--- SOURCE MATERIAL Enclosed Below ---
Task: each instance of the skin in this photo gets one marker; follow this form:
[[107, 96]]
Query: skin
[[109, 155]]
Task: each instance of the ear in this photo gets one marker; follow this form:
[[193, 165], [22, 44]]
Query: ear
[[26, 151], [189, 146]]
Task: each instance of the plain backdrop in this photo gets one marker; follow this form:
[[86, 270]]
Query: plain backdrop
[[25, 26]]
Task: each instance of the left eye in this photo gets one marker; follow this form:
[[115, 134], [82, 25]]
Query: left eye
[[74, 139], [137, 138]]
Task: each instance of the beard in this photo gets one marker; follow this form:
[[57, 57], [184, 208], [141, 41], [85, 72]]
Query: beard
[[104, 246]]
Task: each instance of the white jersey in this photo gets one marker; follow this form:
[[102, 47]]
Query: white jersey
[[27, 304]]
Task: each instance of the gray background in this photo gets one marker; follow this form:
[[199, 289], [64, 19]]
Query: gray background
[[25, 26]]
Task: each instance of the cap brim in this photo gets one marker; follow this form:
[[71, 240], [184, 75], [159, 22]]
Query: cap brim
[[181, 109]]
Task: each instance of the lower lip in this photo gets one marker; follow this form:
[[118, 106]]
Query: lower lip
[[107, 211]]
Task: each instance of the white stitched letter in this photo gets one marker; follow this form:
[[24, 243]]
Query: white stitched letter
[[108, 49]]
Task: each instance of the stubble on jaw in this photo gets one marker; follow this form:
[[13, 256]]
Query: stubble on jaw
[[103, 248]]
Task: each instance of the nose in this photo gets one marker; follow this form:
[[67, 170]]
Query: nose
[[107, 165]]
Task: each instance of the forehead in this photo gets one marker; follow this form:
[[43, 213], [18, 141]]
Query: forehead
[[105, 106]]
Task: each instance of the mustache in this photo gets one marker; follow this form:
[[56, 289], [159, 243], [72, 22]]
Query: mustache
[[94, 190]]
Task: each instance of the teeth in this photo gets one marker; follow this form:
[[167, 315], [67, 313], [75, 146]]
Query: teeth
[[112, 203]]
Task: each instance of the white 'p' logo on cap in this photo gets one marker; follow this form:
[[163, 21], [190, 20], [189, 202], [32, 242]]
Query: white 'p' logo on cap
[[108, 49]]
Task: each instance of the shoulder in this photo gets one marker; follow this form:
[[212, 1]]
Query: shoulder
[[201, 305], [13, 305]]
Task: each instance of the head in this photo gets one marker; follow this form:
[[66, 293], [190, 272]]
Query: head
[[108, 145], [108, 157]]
--- End of Enclosed SOURCE MATERIAL ---
Taking no liberties, give the material above again in full.

### EXPECTED ANSWER:
Task: each instance of the skin in this photo gets one marker; follow this form:
[[107, 96]]
Query: skin
[[109, 155]]
Task: each instance of the ear in this photo gets one marker; follow this form:
[[193, 165], [22, 44]]
Query: ear
[[26, 151], [189, 146]]
Task: each instance of the plain backdrop in this photo gets one marker; follow this form:
[[86, 270]]
Query: plain backdrop
[[25, 26]]
Task: each instance of the left eye in this photo gets one marker; follow this form:
[[115, 134], [82, 25]]
Query: left eye
[[74, 139], [137, 138]]
Task: each instance of the beard in this photo gets one marker; follow this form:
[[57, 57], [184, 208], [141, 41], [85, 72]]
Query: beard
[[104, 246]]
Task: each instance of the white jersey in this photo gets one marker; follow this form:
[[102, 47]]
Query: white jersey
[[27, 304]]
Task: each instance of the gray background in this photo gets one marker; follow this form:
[[199, 289], [64, 19]]
Query: gray background
[[25, 26]]
Task: each instance of the cap brim in this photo gets one marker; follow this form:
[[71, 240], [184, 75], [159, 22]]
Query: cap brim
[[181, 109]]
Task: each instance of the lower lip in this photo gets one marker; follow this form:
[[118, 106]]
Query: lower lip
[[107, 211]]
Task: each instance of the white stitched letter in this photo gets one marker; follow this form:
[[24, 243]]
Query: white stitched letter
[[108, 49]]
Task: each instance of the stubble on jaw in this photo gets one marker; follow this form:
[[13, 256]]
Query: stubble on jaw
[[103, 248]]
Task: each instance of the nose in this photo gets one marker; follow this form:
[[67, 170]]
Query: nose
[[107, 165]]
Task: each instance of the forehead in this photo gets one marker; follow this form:
[[43, 213], [18, 141]]
Query: forehead
[[105, 106]]
Task: each instance of the mustache in this photo gets one marker; follow this form:
[[56, 289], [159, 243], [72, 22]]
Query: mustache
[[94, 190]]
Task: each instance of the teeth in this photo gets one marker; follow this form:
[[167, 315], [67, 313], [75, 146]]
Query: teeth
[[112, 203]]
Task: each instance of the white 'p' logo on cap in this photo gets one marker; follow this form:
[[163, 21], [190, 20], [189, 202], [32, 242]]
Query: white 'p' logo on cap
[[108, 49]]
Task: each instance of the shoulder in this photo gets one marker; follow this form:
[[212, 1]]
Query: shoulder
[[201, 305], [13, 305]]
Task: each instance of the head in this photo gets one marker; follow this form:
[[66, 293], [190, 272]]
Query: head
[[108, 145], [108, 157]]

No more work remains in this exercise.